The request »
Starting with the first line and going on through the line with "(523, 420), (537, 522)", write out every line again, requests included, and shift each coordinate in the answers by adding -58 to it.

****************************************

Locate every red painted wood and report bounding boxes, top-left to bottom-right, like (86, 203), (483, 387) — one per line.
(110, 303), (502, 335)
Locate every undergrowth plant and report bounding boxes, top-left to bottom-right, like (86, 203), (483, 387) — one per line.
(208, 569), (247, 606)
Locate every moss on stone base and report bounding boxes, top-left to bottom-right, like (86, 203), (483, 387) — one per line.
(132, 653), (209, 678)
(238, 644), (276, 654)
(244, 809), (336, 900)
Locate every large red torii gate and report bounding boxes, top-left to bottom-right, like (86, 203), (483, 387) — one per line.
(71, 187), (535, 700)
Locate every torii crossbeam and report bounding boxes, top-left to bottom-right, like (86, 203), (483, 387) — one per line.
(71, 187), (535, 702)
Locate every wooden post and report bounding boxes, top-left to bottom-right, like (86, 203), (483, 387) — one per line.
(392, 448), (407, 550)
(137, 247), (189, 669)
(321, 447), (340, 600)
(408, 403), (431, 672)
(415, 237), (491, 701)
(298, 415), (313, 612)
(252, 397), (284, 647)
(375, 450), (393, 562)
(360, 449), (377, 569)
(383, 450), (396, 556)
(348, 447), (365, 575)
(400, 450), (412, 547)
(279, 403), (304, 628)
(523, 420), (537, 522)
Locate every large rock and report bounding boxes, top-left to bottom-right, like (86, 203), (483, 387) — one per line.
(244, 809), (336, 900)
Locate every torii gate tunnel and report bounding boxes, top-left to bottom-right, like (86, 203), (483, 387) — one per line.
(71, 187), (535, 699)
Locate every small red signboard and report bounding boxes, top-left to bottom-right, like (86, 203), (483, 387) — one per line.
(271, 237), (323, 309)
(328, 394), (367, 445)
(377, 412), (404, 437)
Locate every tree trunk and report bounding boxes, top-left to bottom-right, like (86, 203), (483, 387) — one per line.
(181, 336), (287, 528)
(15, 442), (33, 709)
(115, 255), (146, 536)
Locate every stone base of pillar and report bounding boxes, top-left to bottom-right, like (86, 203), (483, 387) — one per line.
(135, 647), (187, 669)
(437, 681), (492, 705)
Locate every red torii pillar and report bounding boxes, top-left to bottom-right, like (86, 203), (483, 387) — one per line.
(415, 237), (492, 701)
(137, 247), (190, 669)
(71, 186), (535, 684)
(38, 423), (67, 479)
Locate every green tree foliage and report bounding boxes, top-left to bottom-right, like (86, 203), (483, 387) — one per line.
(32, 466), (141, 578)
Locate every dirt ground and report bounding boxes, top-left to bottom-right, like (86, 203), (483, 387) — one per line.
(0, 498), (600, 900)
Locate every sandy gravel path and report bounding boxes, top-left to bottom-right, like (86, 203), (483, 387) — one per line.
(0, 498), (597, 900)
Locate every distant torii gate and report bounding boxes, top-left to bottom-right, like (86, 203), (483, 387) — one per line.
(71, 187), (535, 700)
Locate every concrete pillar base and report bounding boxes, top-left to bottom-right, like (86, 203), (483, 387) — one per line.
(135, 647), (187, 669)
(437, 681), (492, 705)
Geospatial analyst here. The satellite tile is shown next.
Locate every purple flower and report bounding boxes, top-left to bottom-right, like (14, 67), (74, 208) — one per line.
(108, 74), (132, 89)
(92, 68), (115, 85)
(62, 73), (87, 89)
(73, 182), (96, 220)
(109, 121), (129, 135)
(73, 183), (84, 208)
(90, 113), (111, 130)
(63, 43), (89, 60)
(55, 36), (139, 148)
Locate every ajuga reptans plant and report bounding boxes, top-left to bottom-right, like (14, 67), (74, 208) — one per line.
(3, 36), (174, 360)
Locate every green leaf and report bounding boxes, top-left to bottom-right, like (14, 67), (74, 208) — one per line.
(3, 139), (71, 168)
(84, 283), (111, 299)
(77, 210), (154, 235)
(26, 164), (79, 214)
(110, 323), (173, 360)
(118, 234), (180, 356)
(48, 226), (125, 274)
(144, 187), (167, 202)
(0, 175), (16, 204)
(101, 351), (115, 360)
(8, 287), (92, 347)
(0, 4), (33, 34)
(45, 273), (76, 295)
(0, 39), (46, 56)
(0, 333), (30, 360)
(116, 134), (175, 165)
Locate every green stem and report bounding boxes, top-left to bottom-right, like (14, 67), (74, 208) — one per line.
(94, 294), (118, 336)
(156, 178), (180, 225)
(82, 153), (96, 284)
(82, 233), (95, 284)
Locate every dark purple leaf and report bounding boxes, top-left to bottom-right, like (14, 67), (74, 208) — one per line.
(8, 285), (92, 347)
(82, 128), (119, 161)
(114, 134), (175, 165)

****************************************

Completed task »
Locate every red painted wood and report bounding boxes, top-left to bottom-right, like (86, 203), (483, 387) — one per line.
(52, 245), (444, 277)
Locate every undergrowth plant and report bounding boxes, top-left to bottom-right, like (86, 203), (483, 387) — one per line.
(150, 511), (189, 548)
Locate every moss on stone base and report bounding boxes, top-left to bottom-right, like (86, 203), (483, 387) — one per line.
(74, 595), (151, 620)
(180, 586), (218, 596)
(186, 751), (278, 842)
Locate every large red torii gate and report bounding boxes, top-left to bottom-right, like (86, 203), (483, 387) — one per line.
(13, 129), (477, 642)
Locate every torii crossbeam and report bounding boxes, top-left to bottom-right, like (86, 203), (483, 387) — one per line.
(13, 129), (477, 644)
Locate every wooden post and report bounding boxes, top-left to bottom-right, like (86, 203), (483, 387) — one per line.
(334, 390), (349, 492)
(79, 189), (131, 611)
(263, 389), (282, 542)
(350, 345), (373, 614)
(357, 179), (433, 643)
(240, 357), (255, 554)
(194, 339), (226, 589)
(317, 392), (335, 504)
(302, 391), (319, 511)
(325, 392), (338, 498)
(290, 389), (307, 517)
(342, 392), (354, 489)
(221, 345), (246, 570)
(465, 362), (479, 464)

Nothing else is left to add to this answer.